Records from a data collection =
┌──

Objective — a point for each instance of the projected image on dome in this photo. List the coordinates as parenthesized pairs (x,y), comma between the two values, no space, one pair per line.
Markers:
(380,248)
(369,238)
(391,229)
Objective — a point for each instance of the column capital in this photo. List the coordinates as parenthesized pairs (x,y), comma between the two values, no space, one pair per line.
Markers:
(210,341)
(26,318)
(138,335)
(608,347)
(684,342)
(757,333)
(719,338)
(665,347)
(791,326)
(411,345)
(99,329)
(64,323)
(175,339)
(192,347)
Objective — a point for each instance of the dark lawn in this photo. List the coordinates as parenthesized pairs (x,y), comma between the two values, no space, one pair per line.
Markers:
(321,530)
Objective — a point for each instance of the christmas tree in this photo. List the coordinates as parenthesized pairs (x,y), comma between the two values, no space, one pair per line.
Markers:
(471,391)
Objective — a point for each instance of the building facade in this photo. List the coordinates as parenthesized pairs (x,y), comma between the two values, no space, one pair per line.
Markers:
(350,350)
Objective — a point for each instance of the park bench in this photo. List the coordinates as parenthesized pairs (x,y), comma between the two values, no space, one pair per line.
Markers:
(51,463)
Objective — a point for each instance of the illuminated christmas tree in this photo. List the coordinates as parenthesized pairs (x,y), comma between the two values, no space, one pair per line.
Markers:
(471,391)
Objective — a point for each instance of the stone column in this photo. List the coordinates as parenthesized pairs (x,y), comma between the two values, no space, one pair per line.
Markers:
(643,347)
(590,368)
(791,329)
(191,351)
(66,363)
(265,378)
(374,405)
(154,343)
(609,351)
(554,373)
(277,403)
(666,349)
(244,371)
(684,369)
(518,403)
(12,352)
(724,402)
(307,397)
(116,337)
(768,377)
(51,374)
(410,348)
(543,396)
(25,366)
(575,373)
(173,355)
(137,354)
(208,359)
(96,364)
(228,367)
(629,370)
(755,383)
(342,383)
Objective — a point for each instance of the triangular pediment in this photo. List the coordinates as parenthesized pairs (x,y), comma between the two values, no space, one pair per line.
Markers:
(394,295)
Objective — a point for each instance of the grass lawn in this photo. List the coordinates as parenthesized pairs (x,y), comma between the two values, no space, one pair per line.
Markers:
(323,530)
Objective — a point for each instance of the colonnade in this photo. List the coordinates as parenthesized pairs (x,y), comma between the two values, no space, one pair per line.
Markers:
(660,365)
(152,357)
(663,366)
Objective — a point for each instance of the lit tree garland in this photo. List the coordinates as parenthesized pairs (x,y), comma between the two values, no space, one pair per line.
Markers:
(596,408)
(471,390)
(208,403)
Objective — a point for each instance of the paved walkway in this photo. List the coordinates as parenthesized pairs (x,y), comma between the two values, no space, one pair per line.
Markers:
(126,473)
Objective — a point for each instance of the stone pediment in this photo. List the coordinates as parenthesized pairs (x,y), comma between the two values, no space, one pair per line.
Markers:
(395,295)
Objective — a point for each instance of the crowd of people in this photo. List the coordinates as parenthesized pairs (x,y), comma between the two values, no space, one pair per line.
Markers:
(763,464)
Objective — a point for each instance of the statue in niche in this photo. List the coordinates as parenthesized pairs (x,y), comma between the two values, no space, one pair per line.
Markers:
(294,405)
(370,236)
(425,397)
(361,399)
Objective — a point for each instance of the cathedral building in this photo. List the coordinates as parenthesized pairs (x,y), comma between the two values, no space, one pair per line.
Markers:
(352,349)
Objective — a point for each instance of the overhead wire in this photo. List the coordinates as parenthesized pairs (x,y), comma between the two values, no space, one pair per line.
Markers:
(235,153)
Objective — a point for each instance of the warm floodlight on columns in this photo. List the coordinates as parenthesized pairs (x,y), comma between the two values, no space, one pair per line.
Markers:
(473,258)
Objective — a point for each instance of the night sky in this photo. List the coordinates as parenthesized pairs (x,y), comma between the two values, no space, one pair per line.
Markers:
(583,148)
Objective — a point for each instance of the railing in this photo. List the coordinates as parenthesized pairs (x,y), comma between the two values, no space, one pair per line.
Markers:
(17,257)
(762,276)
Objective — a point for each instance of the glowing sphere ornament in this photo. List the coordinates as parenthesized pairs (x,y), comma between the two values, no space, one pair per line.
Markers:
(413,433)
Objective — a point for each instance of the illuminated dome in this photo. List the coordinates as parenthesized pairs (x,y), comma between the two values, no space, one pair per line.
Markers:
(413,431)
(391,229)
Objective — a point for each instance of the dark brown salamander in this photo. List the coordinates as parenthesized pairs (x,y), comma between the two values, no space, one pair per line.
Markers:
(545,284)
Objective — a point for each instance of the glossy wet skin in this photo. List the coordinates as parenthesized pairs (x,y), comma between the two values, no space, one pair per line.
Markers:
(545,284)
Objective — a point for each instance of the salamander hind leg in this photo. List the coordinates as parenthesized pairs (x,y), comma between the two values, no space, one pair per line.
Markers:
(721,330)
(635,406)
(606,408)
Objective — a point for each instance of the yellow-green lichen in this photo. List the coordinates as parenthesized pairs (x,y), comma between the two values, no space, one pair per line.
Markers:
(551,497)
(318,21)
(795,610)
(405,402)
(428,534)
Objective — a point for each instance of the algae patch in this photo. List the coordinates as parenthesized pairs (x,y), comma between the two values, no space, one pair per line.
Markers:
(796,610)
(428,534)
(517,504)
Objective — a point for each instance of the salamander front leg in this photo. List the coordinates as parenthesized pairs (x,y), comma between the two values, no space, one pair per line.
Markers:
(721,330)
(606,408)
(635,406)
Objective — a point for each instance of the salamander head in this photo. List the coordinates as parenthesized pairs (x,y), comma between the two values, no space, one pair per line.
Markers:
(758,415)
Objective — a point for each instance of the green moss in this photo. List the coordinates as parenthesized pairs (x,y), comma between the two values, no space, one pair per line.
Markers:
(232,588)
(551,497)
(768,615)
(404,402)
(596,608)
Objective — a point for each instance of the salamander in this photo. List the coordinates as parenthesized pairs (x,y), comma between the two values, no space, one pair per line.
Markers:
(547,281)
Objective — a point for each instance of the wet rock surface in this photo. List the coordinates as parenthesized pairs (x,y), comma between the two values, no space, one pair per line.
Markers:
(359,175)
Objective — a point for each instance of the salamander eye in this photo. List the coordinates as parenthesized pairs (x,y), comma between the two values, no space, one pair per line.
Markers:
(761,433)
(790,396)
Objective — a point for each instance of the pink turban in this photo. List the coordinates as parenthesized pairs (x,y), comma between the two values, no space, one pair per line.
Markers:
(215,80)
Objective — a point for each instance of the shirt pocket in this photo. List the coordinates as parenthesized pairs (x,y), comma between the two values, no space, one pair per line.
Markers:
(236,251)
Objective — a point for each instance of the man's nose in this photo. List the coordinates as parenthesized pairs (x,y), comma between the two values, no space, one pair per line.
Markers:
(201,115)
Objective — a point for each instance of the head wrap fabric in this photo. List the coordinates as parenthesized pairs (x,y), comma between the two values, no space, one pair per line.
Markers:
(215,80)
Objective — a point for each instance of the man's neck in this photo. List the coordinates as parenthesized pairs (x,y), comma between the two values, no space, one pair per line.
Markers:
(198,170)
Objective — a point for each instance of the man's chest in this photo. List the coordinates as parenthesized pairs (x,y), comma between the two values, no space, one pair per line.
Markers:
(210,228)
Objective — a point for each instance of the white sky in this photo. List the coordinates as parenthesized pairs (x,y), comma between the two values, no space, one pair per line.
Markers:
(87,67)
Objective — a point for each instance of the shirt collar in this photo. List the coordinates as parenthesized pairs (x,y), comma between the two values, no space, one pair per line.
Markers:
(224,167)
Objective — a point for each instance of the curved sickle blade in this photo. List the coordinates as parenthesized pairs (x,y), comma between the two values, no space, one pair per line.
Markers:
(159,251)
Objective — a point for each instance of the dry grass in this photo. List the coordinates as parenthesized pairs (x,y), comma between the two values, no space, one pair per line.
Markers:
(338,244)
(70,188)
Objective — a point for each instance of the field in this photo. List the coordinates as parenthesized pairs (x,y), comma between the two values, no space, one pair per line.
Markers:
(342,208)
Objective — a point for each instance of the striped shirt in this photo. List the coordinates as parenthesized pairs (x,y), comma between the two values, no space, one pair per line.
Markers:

└──

PROBLEM =
Restate the final lines of the listing above word for word, beginning at the line that contains "Objective — a point for each instance of the dry".

EXERCISE ANSWER =
Objective — a point for each instance of the dry grass in this photo. List the coordinates as parenthesized pairs (x,y), comma between the two values, no space, one pair per line.
Markers:
(338,244)
(70,188)
Objective — a point for each instance of the field in this photo. List the coordinates as parenthesized pairs (x,y), comma between the two values, no space, one pair per line.
Markers:
(342,208)
Objective — a point for each instance of the striped shirt in this photo. List the coordinates as parenthesized pairs (x,y), comma between the two values, no space, one pair per line.
Markers:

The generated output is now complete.